Entries supplied:
*** Block opens ***
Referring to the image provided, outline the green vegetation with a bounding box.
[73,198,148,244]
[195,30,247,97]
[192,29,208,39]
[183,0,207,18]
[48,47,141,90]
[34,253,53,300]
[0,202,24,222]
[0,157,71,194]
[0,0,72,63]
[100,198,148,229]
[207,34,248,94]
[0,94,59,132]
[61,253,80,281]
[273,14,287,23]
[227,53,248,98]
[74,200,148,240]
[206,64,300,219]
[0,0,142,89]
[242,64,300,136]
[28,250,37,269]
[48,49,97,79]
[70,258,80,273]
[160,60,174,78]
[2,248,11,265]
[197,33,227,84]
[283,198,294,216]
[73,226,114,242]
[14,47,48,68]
*** Block closes ***
Instructions to follow: The records above are to be set down again exactly as written.

Task answer:
Referring to the image provided, outline the green vegetation with a bounding box.
[73,198,148,244]
[195,30,247,97]
[192,29,208,39]
[183,0,207,18]
[48,47,141,90]
[34,253,53,300]
[0,202,24,222]
[0,157,71,194]
[0,0,72,63]
[100,198,148,229]
[207,34,248,94]
[0,94,59,132]
[61,253,80,281]
[273,14,287,23]
[227,53,248,98]
[74,200,148,240]
[206,64,300,219]
[0,0,142,89]
[242,64,300,136]
[28,250,37,269]
[48,49,97,79]
[70,258,80,273]
[160,60,174,78]
[2,248,11,265]
[197,33,227,84]
[283,198,294,216]
[73,226,114,242]
[14,47,48,68]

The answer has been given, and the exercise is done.